─── Supplied records
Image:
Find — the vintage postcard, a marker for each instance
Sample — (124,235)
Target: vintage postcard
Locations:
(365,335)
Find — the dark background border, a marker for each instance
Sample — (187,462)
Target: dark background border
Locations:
──────
§ What is expected: Search the records for the word "Find". Copy each line where it appears.

§ Answer box:
Find — the vintage postcard, a marker for each instance
Find — the dark background border, a marker for each instance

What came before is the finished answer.